Please reproduce the data below word for word, starting with the line containing "Mark each wooden cabinet in the photo above." and continuing through the last line of the data, both ends included.

▼

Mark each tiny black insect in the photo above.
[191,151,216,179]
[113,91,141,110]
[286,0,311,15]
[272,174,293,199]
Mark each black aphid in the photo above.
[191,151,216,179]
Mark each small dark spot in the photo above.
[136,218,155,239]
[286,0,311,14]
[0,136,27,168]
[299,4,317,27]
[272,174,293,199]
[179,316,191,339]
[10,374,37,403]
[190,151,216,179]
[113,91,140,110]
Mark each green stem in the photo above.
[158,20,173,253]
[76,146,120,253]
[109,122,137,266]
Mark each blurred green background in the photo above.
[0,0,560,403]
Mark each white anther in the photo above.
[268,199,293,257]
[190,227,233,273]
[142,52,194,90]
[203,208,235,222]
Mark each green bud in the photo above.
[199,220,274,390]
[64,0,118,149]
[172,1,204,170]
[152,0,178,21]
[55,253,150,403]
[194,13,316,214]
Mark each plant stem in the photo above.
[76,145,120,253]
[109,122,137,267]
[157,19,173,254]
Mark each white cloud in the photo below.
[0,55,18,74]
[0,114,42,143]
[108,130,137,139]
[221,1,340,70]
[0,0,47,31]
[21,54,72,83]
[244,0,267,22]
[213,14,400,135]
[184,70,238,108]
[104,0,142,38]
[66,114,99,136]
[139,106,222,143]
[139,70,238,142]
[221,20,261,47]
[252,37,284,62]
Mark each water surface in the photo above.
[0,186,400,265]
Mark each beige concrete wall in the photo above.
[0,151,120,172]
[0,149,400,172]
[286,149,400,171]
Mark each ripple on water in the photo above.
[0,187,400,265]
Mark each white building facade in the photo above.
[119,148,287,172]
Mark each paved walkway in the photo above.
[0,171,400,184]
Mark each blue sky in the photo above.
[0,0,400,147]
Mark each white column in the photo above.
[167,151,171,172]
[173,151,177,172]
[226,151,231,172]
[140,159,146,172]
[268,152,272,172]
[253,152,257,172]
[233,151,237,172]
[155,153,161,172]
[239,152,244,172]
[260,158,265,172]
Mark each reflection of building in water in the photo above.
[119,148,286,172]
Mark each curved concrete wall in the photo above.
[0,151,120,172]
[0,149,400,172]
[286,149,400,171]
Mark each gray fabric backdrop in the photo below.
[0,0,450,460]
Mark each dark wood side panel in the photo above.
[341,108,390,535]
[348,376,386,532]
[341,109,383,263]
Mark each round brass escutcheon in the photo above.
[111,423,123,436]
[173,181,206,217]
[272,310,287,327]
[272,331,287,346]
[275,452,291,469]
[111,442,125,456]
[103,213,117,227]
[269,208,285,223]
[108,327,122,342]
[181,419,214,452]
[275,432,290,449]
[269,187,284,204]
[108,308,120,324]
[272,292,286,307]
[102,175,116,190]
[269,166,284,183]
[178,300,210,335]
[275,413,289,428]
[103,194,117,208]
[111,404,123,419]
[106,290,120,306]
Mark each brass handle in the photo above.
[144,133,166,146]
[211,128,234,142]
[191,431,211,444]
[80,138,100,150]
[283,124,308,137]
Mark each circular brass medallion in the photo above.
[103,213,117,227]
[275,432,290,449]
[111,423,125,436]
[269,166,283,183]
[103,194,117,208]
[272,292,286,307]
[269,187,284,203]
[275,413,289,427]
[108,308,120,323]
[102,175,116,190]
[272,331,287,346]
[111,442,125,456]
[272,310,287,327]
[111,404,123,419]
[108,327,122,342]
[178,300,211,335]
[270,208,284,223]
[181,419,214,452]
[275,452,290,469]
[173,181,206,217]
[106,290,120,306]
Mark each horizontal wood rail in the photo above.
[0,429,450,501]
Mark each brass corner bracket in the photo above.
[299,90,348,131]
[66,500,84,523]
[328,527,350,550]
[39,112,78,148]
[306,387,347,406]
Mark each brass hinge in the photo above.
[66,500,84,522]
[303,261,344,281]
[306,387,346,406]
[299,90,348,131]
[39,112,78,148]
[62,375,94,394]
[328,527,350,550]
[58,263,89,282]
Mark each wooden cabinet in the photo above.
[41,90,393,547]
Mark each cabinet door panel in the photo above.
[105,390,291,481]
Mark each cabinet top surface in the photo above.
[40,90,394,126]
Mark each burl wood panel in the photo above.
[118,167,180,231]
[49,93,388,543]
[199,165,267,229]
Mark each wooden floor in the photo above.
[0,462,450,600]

▲

- [EXERCISE ANSWER]:
Mark each wooden cabinet in the photo above.
[41,90,393,547]
Mark each cabinet door panel in the photo above.
[105,390,291,481]
Mark each cabinet top surface in the photo above.
[40,90,394,126]
Mark each burl wood panel in the photo above.
[118,167,180,231]
[49,93,388,543]
[199,165,267,229]
Mark each wooden floor in the photo above.
[0,462,450,600]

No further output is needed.